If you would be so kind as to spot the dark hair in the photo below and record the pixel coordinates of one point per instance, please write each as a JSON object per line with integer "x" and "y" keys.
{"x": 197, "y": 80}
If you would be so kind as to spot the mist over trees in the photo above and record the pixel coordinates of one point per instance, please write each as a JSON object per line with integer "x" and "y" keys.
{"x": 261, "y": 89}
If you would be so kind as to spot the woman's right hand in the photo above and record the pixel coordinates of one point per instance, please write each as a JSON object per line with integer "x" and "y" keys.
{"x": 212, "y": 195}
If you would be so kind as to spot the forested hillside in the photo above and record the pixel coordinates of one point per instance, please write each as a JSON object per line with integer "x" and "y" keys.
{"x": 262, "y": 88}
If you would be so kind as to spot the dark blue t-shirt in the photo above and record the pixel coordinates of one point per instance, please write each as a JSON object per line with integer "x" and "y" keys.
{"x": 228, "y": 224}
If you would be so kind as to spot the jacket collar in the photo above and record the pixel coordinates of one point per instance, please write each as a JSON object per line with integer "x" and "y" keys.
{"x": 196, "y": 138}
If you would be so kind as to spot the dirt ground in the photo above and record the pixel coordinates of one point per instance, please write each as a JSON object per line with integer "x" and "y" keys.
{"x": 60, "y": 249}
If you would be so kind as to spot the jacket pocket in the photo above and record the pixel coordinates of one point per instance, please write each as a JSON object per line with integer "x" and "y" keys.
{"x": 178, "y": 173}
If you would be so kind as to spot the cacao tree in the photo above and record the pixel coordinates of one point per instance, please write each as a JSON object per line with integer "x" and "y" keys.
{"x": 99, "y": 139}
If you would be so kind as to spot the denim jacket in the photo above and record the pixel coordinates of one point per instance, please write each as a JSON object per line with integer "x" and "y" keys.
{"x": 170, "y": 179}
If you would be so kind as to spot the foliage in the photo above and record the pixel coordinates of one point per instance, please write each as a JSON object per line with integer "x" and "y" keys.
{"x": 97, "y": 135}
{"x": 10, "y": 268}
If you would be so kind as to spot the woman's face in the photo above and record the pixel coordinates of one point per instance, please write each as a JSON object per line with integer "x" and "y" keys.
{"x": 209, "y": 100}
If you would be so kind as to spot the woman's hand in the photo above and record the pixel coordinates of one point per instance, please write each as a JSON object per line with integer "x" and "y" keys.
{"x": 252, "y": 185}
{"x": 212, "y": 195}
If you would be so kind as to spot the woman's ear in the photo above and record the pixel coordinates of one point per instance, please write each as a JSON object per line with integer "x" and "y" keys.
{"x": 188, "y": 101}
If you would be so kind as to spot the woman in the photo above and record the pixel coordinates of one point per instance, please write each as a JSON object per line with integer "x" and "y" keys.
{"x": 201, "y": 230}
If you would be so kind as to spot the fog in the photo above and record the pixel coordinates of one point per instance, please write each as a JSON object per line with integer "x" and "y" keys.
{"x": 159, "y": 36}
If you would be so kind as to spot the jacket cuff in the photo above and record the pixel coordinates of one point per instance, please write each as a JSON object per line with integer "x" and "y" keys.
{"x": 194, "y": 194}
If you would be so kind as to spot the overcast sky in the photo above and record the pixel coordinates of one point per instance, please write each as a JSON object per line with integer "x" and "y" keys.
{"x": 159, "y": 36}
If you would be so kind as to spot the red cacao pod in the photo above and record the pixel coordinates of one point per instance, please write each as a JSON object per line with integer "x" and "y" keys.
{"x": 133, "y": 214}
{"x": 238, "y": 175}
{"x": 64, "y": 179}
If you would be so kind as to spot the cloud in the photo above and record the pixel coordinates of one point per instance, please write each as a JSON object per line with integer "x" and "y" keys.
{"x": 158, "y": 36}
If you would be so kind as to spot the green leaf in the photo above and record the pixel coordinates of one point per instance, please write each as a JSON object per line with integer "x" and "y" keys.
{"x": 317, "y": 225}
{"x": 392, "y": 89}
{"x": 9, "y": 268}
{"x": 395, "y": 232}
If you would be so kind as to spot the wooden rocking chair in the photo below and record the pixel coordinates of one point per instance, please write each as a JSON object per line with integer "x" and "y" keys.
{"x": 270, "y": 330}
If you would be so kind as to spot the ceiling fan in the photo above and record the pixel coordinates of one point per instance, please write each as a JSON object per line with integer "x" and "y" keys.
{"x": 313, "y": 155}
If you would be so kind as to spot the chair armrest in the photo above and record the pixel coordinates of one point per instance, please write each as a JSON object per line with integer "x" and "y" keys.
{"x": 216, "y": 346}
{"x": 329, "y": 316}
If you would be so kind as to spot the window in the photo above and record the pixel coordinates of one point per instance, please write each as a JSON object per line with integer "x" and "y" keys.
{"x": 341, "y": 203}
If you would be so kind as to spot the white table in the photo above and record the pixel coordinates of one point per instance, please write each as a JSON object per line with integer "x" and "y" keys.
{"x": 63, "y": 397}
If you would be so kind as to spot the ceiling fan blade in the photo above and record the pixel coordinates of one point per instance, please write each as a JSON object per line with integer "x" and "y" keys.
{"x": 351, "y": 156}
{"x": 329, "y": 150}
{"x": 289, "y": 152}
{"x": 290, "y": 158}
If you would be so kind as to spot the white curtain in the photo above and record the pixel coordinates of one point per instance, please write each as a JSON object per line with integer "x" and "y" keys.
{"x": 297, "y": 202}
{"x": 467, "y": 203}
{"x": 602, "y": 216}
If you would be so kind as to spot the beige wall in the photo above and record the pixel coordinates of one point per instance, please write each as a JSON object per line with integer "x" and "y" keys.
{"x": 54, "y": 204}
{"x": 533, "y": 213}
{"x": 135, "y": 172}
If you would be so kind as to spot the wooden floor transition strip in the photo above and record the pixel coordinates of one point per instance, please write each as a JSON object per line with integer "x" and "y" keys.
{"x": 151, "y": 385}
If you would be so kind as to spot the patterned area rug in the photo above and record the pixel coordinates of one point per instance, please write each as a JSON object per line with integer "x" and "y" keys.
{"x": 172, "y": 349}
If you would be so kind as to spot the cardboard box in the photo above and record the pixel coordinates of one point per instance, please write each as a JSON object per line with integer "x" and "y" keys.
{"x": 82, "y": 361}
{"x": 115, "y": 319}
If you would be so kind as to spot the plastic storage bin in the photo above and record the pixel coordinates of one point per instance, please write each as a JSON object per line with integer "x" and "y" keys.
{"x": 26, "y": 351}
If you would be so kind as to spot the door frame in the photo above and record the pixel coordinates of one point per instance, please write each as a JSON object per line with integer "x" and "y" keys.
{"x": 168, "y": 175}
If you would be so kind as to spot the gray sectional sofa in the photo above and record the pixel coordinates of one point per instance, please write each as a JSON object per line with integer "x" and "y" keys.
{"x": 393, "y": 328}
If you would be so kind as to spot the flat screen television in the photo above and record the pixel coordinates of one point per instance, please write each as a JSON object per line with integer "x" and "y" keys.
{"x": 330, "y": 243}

→ **YOUR TASK**: Reproduce the whole listing above word for word, keeping every line.

→ **EXERCISE RESPONSE**:
If you would be so kind as to spot the dark hair in the photo below and record the pixel coordinates of one point per instance, please write each as a JSON object per line with integer "x" and "y" keys.
{"x": 197, "y": 80}
If you would be so kind as to spot the mist over trees in the photo above and record the pixel coordinates of one point per instance, please write each as a JSON object per line with integer "x" and "y" keys.
{"x": 261, "y": 89}
If you would be so kind as to spot the woman's right hand in the photo above and record the pixel coordinates of one point per instance, please write each as a JSON object per line with integer "x" and "y" keys.
{"x": 212, "y": 195}
If you would be so kind as to spot the forested hillside in the photo above and record the pixel coordinates of one point per instance, please write each as a JSON object per line with integer "x" and "y" keys.
{"x": 262, "y": 88}
If you would be so kind as to spot the dark blue t-shirt in the photo above and record the pixel coordinates of one point per instance, please write each as a JSON object per line with integer "x" and "y" keys.
{"x": 228, "y": 224}
If you would be so kind as to spot the jacket collar in the photo above and record the pixel coordinates of one point per instance, please write each as a JSON object per line with integer "x" and "y" keys.
{"x": 196, "y": 138}
If you would be so kind as to spot the dirt ground in the photo above and record the pixel coordinates of one point per instance, please write each as a JSON object per line with integer "x" and "y" keys.
{"x": 60, "y": 249}
If you would be so kind as to spot the jacket pocket in the photo above and record the pixel coordinates of one point per instance, please write each as a JSON object per line with integer "x" and "y" keys.
{"x": 178, "y": 173}
If you would be so kind as to spot the cacao tree in the photo above and record the pixel coordinates of one point per instance, please write each as a JSON object per line with integer "x" and "y" keys.
{"x": 99, "y": 139}
If you would be so kind as to spot the denim jacket in the photo above and record the pixel coordinates of one point per instance, please write each as a JSON object per line with integer "x" and "y" keys.
{"x": 170, "y": 179}
If you would be so kind as to spot the foliage in the photo above and record the pixel coordinates of one point per instance, please write each as a JSON object per line with integer "x" and "y" keys.
{"x": 97, "y": 135}
{"x": 10, "y": 268}
If you would be so kind as to spot the woman's face in the photo above and record the pixel coordinates of one point per instance, please write each as a JSON object per line with integer "x" and "y" keys.
{"x": 209, "y": 100}
If you would be so kind as to spot the woman's hand in the photo above and record the pixel coordinates of one point per instance, please write each as a JSON object per line with integer "x" and "y" keys.
{"x": 252, "y": 185}
{"x": 212, "y": 195}
If you would be so kind as to spot the woman's ear in the photo above and record the pixel coordinates of one point per instance, please write each as a JSON object per line with integer "x" and "y" keys.
{"x": 188, "y": 101}
If you would be so kind as to spot the woman in the photo above and record the pixel coordinates of one point per instance, please write each as a JSON object per line with integer "x" and "y" keys.
{"x": 201, "y": 230}
If you would be so kind as to spot the fog in the photo above and record the pixel coordinates of one point per instance, please write each as a JSON object per line with integer "x" and "y" keys.
{"x": 159, "y": 36}
If you would be so kind as to spot the jacket cuff in the photo above and record the pixel coordinates of one point per instance, please write each as a JSON object per line with integer "x" and "y" keys.
{"x": 194, "y": 194}
If you would be so kind as to spot the overcast sky in the photo above and record the pixel coordinates of one point per instance, please write each as a JSON object per line with integer "x" and "y" keys.
{"x": 159, "y": 36}
If you would be so kind as to spot the red cacao pod in the photo above and record the pixel coordinates of one point per instance, please write each as a JSON object per line with integer "x" and "y" keys.
{"x": 133, "y": 214}
{"x": 238, "y": 175}
{"x": 64, "y": 179}
If you would be so kind as to spot the cloud in the photo above and record the pixel coordinates of one point per instance, please write each as a JSON object per line with integer "x" and "y" keys.
{"x": 158, "y": 36}
If you would be so kind as to spot the green leaf in the photo above and record the pixel coordinates of one point per instance, please write each as a JSON object per line with integer "x" and "y" keys.
{"x": 317, "y": 225}
{"x": 392, "y": 89}
{"x": 9, "y": 268}
{"x": 395, "y": 232}
If you would be so kind as to spot the wooden rocking chair in the photo below and record the pixel coordinates of one point per instance, please write each as a JSON object per line with integer "x" and "y" keys.
{"x": 270, "y": 330}
If you would be so kind as to spot the ceiling fan in the photo above and record the pixel coordinates of one point per instance, please write each as a JSON object per line with integer "x" and "y" keys.
{"x": 313, "y": 155}
If you would be so kind as to spot the chair armrest in the photo above and record the pixel coordinates of one point per instance, please write each as a JSON object per line with integer "x" and "y" keys.
{"x": 216, "y": 346}
{"x": 329, "y": 316}
If you would be so kind as to spot the window in the photo above and record the pixel coordinates of one point per instance, please write each as a JSON object per line with integer "x" and "y" keys.
{"x": 341, "y": 203}
If you would be so kind as to spot the white table in the photo above and record the pixel coordinates of one point per instance, please write each as a JSON object per line with integer "x" and "y" keys.
{"x": 63, "y": 397}
If you would be so kind as to spot the ceiling fan blade in the photo above and record the pixel coordinates of one point per instance, please write each as a JSON object per line with integer "x" and "y" keys.
{"x": 351, "y": 156}
{"x": 329, "y": 150}
{"x": 289, "y": 152}
{"x": 290, "y": 158}
If you would be so kind as to spot the white curtain in the photo above and record the pixel coordinates of one point per instance, please write each as a JSON object per line with integer "x" and "y" keys.
{"x": 297, "y": 202}
{"x": 467, "y": 203}
{"x": 602, "y": 216}
If you would be so kind as to spot the beige wall in the photo above and record the pixel coordinates of one point per instance, please write each as a JSON object per line with integer "x" and "y" keys.
{"x": 54, "y": 204}
{"x": 533, "y": 213}
{"x": 135, "y": 172}
If you would be so kind as to spot the wooden floor transition strip in the photo above and record the pixel coordinates of one point per instance, please write each as a JSON object per line with integer "x" and "y" keys.
{"x": 151, "y": 385}
If you would be so kind as to spot the patterned area rug in the photo above and record the pixel coordinates of one point per instance, please write each as a JSON object per line with integer "x" and "y" keys.
{"x": 172, "y": 349}
If you would be so kind as to spot the cardboard box in the photo above and record the pixel coordinates of one point per instance, please write each as a JSON object per line with integer "x" and "y" keys.
{"x": 82, "y": 361}
{"x": 115, "y": 319}
If you would be so kind as to spot the plastic storage bin in the photo above and record the pixel coordinates of one point per instance, please write each as a JSON object per line with integer "x" and "y" keys.
{"x": 26, "y": 351}
If you would be so kind as to spot the door frame in the photo above and record the pixel coordinates of one point per instance, please write each as a JSON object per line with integer "x" and "y" keys.
{"x": 168, "y": 175}
If you would be so kind as to spot the gray sectional sofa in the photo above and record the pixel coordinates of one point per instance, please write each as a JSON object per line with integer "x" and "y" keys.
{"x": 393, "y": 328}
If you would be so kind as to spot the flat screen television in the photo above and record the pixel coordinates of one point per instance, please write each as a JSON object per line with integer "x" and "y" keys.
{"x": 330, "y": 243}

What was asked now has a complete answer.